:: Exercício proposto ::
Altere as linhas de todo o material, trocando "even-odd" por "nonzero" e mantendo o restante inalterado.

<<<<

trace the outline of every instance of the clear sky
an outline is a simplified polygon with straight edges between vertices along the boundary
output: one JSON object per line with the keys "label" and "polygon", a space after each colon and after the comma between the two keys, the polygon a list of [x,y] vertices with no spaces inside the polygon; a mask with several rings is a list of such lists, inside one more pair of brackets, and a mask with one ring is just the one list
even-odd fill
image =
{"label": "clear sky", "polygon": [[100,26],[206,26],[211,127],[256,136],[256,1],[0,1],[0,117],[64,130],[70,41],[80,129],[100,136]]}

>>>>

:: Resposta do exercício ::
trace the outline of every instance of the clear sky
an outline is a simplified polygon with straight edges between vertices along the boundary
output: one JSON object per line with the keys "label" and "polygon", a space after each colon and after the comma between the two keys, the polygon a list of [x,y] vertices with no spaces inside the polygon; a mask with several rings is a list of such lists, inside one more pair of brackets, and a mask with one ring is just the one list
nonzero fill
image =
{"label": "clear sky", "polygon": [[100,26],[206,26],[211,127],[256,136],[256,1],[0,1],[0,117],[64,130],[70,41],[80,129],[100,136]]}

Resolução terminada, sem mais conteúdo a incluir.